Document passage:
Woven In Books

WOVEN IN BOOKS||Diverse Retellings That Spark Joy

Hello everyone! Woven In Books is finally back this Saturday to bring you some amazing diverse recommendations for you”ll to add to your TBR and read! Today’s post is by one of my favourites and a dear friend Nandini @ Novels and Nebulas. She is one of the best bloggers out there who is always hyping up diverse books so I am so glad to have her on the blog today and sharing some of her favourite books!

You can read the previous Woven In Books posts HERE for more amazing diverse recommendations, blogger and author interviews.


I have loved reading ever since I was taught to and it’s developed into more than just a hobby now. Even though I’ve read more books than I can count since then, the stories that have stayed with me are the ones I listened to growing up, the ones from my own culture. In 2017, I read When Dimple Met Rishi by Sandhya Menon, which introduced me to #OwnVoices stories about characters who looked like me, sounded like me and had problems that I was facing too. As a member of the book blogging community, I quickly became aware of how little exposure books by marginalized authors get and made it my mission to hype up as many as I could. Today I want to focus on diverse retellings that are a joy to read because these are a diverse spin on familiar stories that I think anybody can relate to. I hope that through this post, readers will feel encouraged to pick these and other books by marginalized authors in the future.

Of Curses and Kisses by Sandhya Menon (Beauty and the Beast)

Task statement: Reproduce verbatim the part of the blog post that opens with the words containing "WOVEN IN BOOKS||Diverse" and closes with "her favourite books!".

Dataset content:
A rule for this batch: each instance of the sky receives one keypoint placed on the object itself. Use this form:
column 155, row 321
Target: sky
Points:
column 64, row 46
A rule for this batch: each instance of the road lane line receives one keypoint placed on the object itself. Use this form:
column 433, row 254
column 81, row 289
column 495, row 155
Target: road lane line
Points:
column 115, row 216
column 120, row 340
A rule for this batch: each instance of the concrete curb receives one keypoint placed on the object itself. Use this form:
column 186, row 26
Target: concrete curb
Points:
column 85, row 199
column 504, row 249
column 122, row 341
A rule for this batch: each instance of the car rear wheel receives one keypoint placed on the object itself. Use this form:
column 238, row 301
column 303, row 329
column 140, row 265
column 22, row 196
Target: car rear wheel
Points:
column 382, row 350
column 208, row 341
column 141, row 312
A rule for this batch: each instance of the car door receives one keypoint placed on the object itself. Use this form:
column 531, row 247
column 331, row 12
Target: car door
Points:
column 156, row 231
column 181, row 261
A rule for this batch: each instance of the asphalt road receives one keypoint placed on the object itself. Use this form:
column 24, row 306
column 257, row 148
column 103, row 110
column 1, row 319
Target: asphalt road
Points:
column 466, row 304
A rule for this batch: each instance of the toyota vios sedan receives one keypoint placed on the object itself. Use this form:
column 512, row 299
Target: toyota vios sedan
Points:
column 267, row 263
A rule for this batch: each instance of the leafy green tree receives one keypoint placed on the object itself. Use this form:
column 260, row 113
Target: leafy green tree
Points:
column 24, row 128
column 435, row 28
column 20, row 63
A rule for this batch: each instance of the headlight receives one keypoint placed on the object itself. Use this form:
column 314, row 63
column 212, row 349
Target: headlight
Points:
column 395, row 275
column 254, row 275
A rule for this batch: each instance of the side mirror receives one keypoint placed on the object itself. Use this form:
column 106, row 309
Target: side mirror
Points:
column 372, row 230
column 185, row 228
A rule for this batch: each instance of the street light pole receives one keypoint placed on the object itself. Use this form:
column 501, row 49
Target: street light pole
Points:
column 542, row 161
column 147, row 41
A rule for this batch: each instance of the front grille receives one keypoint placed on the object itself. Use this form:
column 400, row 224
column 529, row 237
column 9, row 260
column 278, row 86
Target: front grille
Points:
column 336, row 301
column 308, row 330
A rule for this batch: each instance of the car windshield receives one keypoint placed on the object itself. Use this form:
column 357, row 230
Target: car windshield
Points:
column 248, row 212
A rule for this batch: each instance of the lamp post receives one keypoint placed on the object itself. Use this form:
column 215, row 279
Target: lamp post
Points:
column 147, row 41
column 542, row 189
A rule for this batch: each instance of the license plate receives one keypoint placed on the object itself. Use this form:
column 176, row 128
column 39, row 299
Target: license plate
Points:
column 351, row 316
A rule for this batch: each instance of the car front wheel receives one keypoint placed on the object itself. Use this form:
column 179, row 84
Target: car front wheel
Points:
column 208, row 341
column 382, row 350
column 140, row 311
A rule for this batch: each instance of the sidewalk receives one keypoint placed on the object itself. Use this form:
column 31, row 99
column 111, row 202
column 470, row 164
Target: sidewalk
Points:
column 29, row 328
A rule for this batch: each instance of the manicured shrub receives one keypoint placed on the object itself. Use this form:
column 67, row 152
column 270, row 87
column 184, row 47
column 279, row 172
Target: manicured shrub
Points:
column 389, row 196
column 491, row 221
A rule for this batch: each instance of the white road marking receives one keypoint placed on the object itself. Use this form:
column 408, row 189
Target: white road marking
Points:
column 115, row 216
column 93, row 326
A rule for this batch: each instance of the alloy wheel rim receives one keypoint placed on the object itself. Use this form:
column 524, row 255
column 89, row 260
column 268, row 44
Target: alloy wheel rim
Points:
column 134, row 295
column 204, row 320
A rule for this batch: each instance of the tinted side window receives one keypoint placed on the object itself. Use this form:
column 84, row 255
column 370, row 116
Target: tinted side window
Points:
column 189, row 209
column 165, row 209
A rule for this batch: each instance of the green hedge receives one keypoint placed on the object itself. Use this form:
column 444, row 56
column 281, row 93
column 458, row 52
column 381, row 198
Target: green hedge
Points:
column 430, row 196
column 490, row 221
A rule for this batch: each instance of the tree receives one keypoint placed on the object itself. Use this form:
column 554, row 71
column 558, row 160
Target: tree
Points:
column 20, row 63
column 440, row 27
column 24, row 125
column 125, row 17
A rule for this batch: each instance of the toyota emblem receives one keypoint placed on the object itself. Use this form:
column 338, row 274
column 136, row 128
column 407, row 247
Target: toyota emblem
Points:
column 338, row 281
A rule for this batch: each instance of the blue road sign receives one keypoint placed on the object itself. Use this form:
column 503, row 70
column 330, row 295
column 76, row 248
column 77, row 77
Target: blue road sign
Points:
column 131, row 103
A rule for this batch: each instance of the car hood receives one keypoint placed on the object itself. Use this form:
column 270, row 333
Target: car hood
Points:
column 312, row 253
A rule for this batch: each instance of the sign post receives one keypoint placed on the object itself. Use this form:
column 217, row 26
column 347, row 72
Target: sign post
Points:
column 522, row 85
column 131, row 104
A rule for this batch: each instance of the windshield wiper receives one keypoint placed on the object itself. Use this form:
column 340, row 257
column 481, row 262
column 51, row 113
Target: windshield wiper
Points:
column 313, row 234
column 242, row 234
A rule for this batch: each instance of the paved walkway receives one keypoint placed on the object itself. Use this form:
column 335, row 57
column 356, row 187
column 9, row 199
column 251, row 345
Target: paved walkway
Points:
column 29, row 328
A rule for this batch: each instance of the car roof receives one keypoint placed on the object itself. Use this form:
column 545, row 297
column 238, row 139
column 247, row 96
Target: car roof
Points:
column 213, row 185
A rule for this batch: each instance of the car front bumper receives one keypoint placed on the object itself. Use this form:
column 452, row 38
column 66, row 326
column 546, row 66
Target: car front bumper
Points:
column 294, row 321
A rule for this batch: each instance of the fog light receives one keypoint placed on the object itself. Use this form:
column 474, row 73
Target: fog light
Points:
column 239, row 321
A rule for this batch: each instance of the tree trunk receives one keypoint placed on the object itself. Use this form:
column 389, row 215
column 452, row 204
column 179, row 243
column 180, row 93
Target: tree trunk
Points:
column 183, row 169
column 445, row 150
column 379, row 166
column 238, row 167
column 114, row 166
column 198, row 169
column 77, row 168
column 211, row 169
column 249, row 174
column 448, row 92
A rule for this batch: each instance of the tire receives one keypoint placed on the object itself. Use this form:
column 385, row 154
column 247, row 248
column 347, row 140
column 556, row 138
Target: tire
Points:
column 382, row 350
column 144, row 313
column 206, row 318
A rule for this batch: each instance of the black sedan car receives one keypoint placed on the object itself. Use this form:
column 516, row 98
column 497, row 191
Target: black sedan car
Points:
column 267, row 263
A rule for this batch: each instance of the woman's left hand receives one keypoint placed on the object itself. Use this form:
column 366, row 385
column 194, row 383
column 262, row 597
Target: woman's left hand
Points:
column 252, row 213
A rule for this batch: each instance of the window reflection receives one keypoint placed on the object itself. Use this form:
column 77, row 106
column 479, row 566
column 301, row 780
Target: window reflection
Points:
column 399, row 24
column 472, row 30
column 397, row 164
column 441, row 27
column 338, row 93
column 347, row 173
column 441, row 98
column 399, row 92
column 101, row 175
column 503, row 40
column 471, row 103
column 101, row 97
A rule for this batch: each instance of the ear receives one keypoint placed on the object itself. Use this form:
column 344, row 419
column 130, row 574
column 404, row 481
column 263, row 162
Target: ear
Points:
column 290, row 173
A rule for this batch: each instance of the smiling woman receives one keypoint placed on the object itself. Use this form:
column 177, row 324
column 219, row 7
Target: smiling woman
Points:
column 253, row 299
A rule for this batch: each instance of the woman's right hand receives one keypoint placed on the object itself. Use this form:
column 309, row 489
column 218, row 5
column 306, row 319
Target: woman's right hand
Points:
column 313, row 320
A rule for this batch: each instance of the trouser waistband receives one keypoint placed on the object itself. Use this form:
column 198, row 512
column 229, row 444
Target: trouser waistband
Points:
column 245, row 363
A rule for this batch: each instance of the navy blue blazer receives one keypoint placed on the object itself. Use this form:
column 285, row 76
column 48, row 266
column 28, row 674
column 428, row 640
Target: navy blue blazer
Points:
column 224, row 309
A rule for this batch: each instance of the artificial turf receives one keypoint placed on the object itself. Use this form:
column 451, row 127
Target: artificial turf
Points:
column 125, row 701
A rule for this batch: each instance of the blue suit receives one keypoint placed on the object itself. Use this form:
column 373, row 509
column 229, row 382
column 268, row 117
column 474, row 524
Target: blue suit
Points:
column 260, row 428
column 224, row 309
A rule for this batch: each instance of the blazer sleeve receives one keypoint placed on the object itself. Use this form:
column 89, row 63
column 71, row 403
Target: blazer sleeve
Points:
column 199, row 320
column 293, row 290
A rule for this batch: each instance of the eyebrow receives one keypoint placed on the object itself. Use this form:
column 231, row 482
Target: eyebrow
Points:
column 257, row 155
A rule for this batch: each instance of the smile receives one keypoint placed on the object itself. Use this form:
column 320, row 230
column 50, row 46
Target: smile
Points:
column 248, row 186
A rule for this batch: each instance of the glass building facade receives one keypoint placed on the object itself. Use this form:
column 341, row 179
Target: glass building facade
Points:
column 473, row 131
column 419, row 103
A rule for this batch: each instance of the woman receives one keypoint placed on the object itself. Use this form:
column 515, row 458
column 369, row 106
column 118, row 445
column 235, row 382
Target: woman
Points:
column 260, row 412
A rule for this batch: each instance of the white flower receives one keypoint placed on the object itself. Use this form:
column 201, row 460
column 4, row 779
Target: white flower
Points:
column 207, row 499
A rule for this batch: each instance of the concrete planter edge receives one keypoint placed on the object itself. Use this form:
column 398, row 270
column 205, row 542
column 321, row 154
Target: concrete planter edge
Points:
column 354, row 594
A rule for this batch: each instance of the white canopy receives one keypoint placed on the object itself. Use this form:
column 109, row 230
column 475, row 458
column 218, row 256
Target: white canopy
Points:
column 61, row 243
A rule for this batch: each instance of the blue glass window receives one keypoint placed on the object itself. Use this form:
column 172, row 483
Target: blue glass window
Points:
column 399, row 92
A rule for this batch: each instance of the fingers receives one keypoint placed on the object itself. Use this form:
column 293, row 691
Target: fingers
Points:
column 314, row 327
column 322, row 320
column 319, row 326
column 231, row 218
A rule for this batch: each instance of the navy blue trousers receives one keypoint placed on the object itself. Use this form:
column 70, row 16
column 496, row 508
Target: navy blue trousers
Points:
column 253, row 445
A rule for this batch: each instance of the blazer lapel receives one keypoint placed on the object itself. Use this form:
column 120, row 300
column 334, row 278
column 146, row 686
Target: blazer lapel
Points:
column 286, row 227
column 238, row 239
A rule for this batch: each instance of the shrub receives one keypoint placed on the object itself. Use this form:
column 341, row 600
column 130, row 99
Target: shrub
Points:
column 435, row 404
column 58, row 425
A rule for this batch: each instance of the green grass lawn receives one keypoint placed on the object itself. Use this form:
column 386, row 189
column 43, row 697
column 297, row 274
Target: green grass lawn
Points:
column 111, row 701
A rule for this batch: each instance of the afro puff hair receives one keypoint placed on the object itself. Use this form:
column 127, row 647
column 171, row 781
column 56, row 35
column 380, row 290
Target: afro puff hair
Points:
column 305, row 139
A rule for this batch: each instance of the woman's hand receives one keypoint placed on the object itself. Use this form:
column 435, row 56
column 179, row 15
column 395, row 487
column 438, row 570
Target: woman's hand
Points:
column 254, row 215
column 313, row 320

Correct response:
WOVEN IN BOOKS||Diverse Retellings That Spark Joy

Hello everyone! Woven In Books is finally back this Saturday to bring you some amazing diverse recommendations for you”ll to add to your TBR and read! Today’s post is by one of my favourites and a dear friend Nandini @ Novels and Nebulas. She is one of the best bloggers out there who is always hyping up diverse books so I am so glad to have her on the blog today and sharing some of her favourite books!